#### [ТЕКСТОВЫЙ БЛОК]

В тот же вечер по просьбе моей матери тетя Саша написала моему отцу длинное, в несколько страниц, послание. Писала она своим обычным, усвоенным еще в Институте благородных девиц ровным, четким почерком. Мне запомнилась одна из последних фраз: "Князь Владимир Михайлович в первый раз в жизни влез в телегу…"
Арестованных привезли в Богородицкую тюрьму. В исполком ходила моя мать и тетя Вера, там их успокоили, сказали, что запросили Тулу. Но ведь время тогда было какое! В газетах постоянно помещали списки расстрелянных, а слухи ходили, что списки эти далеко не полные. В отдельных городах, например в Юрьев-Польском, тогда арестовали всю верхушку прежнего общества, увезли и на следующую ночь расстреляли…[4]
Наняли коляску, в тюрьму поехали бабушка, тетя Вера и тетя Эли. Они виделись со своими мужьями, вернулись нисколько не успокоенные. С тех пор ездили каждый день.
В одну из поездок взяли и меня. Тюрьма находилась далеко, на отлете от города, рядом с городским кладбищем. Она совсем не была похожа на нынешние застенки, просто стоял деревянный, довольно большой одноэтажный дом под тесовой крышей, окруженный высоким забором, состоявшим из деревянных столбов с горизонтально заложенными в пазах между ними тесовыми плахами; а ворота были самые обыкновенные, как при городских домиках. Колючую проволоку тогда еще не догадались протягивать поверх забора. Убежать из этой тюрьмы ничего не стоило.
Щели между плахами оставались достаточно широкими. Нам было хорошо видно, что творилось во дворе. Подобно мухам в бучальских кувшинах-мухоловках, взад и вперед — по двое, по трое — бродили или сидели на лавках старые и молодые, вполне прилично одетые в штатское господа, другие в военных формах, много толкалось крестьян в лаптях. К забору подошли дедушка, дядя Лев и дядя Владимир, стали с нами переговариваться, мы просунули им какие-то продукты и одежду. Подошел представительный пожилой господин, обменялся с бабушкой светскими французскими фразами и вновь отошел. Это был князь Д. Д. Оболенский.
А через неделю дедушку выпустили. Может быть, тут сыграли роль те хлопоты, которые предпринял в Москве мой отец или просто приняли во внимание преклонный возраст заключенного? А оба дяди еще сидели недели две, и к ним ходила тетя Вера с детьми пешком. Тетя Эли не ходила, потому что была беременна.

#### [ВЫПОЛНИТЕ ЗАДАНИЯ]
A. Согласуются ли с текстом об аресте в Богородицке утверждения (i)–(iii)? На каждое ответьте «да» или «нет» и процитируйте решающие слова текста.
(i) Тетя Саша писала ровным и четким почерком.
(ii) Тюрьма представляла собой каменное двухэтажное здание.
(iii) Тетя Эли вместе с тетей Верой ходила к арестованным дядям.
B. Продолжите текст об аресте в Богородицке после его последнего предложения.

#### [НАБОР ДАННЫХ]
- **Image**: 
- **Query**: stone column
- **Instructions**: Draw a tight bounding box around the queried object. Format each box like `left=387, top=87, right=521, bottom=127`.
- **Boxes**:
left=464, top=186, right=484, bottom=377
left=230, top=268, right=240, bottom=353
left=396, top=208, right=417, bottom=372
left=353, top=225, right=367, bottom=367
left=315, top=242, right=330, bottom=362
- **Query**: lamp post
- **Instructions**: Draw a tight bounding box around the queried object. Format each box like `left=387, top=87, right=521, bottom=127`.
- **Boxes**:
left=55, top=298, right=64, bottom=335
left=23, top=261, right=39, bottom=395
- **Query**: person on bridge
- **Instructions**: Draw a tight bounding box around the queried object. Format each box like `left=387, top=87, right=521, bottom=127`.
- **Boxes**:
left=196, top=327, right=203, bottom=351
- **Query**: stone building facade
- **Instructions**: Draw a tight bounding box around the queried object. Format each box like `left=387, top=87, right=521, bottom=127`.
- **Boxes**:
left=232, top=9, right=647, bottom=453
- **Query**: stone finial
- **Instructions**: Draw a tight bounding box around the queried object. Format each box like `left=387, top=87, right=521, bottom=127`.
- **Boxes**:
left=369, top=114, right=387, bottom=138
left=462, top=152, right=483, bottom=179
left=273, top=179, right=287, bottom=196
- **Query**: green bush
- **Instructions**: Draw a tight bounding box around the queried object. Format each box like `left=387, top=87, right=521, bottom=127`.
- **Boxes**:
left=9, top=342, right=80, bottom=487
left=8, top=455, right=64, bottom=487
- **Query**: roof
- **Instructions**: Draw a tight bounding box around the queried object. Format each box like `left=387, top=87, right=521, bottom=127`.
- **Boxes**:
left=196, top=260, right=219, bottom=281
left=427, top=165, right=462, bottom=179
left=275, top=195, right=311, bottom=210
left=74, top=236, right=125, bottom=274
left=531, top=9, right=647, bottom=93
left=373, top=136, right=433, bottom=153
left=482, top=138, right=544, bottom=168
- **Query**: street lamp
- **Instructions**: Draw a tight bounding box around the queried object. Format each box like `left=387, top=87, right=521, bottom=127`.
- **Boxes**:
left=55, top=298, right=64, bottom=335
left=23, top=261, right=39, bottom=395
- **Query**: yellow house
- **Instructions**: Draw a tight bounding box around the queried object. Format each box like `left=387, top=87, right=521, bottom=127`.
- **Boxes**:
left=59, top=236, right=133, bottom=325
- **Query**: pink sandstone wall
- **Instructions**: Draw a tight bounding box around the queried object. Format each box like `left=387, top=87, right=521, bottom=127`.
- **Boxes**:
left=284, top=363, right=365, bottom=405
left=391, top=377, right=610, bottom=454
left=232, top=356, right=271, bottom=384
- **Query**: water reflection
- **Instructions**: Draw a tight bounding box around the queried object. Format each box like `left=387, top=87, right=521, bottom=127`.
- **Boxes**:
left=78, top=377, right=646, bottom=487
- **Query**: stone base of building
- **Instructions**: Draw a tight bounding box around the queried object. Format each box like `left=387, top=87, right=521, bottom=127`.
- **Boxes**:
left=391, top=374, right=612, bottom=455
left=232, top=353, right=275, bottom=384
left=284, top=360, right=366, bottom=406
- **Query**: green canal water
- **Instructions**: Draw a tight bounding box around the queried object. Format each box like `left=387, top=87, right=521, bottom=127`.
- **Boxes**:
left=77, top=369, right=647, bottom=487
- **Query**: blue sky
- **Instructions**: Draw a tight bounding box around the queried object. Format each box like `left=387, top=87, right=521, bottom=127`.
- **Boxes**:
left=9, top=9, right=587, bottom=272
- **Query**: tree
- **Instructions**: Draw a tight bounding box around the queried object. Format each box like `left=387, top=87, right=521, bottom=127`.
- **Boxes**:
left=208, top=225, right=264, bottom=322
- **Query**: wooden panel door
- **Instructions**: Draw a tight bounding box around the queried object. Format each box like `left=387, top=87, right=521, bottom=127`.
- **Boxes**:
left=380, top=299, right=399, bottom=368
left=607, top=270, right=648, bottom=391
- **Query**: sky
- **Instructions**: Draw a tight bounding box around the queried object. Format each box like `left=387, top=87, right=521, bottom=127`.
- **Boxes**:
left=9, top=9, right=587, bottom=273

#### [ОТВЕТЫ НИЖЕ]
A.
(i) Да: «ровным, четким почерком».
(ii) Нет: «стоял деревянный, довольно большой одноэтажный дом под тесовой крышей».
(iii) Нет: «Тетя Эли не ходила, потому что была беременна».

B.
К своему необычному местопребыванию дедушка отнесся философски, только сокрушался, что впервые в жизни не пишет дневник. Спали там на деревянных нарах вповалку, по вечерам рассказывали друг другу разные интересные истории; по ночам бегали, прыгая с одного тела на другое, многочисленные крысы…
12
Не помню последовательность всех событий, и, может быть, то, о чем сейчас буду рассказывать, происходило до ареста и до уплотнения.
Однажды явилась к нам группа комиссаров, но других. Старший председатель Чека Пролыгин предъявил ордер на реквизицию одежды на нужды Красной армии.
И мы, и Трубецкие приехали в Богородицк налегке, без теплой одежды, но у Бобринских в сундуках хранилось многое со времен чуть ли не екатерининских. Дядя Лев очень любил хорошо одеваться, у него забрали несколько костюмов, шестнадцать пар ботинок. Дамскую и детскую одежду и обувь почти не брали, забирали кровати, матрасы, одеяла. Все реквизируемое стаскивалось в одну кучу посреди зала, и куча вскоре выросла внушительной горой. Наверное, туда попали фраки и мундиры прадеда-декабриста и деда-редстокиста, белые брюки, ботфорты и уланский мундир женихов из "Тети на отлете". Когда комиссары удалялись от кучи за новой добычей, отобранное оставалось без охраны. Тогда девочки Бобринские и наша Соня кое-что вытаскивали из кучи и прятали. Я тоже порывался принять участие в этой своеобразной игре, но мать меня удержала.
Начали отобранное грузить на несколько телег. При погрузке удалось уговорить руководившего реквизицией отдать часть кроватей, одеял и матрасов — по числу жильцов дома.
Тут произошел скандал: наша Нясенька и горничная Бобринских Елизавета обозвали блюстителей власти «разбойниками». Те переспросили, не веря своим ушам. Обе женщины повторили это же слово, да еще добавили какой-то красноречивый эпитет, их арестовали и увезли в город на кучах отобранного имущества.
Мы за них очень беспокоились. Однако все обошлось благополучно, обе они к вечеру вернулись, очень гордые своим поведением в Чека. Нясенька рассказывала, как их — потомственных пролетарок — начали стыдить за классовую несознательность, а она ответила: "Мои господа столько мне сделали добра! Всю жизнь буду им служить верой и правдой!"
Куда же пошли отобранные вещи? На этот вопрос отвечает одно письмо, найденное мною в 1977 году в фондах Богородицкого музея в личном деле комиссара Бориса Васильевича Руднева. В этом письме от 10 февраля 1966 года персональный пенсионер Руднев, рассказывая о председателе Чека Пролыгине, пишет, что его "пришлось сменять, потому что он пропился и совершил другие неблаговидные поступки во время раскулачивания графов Бобринских… Он запил, беспутствовал, перестал различать деньги исполкома со своим кошельком и другие дела…"
Словом выходит, что Нясенька, обозвав представителей Советской власти разбойниками, была права…
Года два спустя тетя Саша задала мне сочинение. Я накатал целую тетрадь о наших бедах того лета и осени; тетрадку эту показывали богородицким знакомым. Те читали, ужасались и хвалили меня, а я скромно опускал глазки…
Еще один эпизод, наверное, очень интересный для будущих историков города Богородицка.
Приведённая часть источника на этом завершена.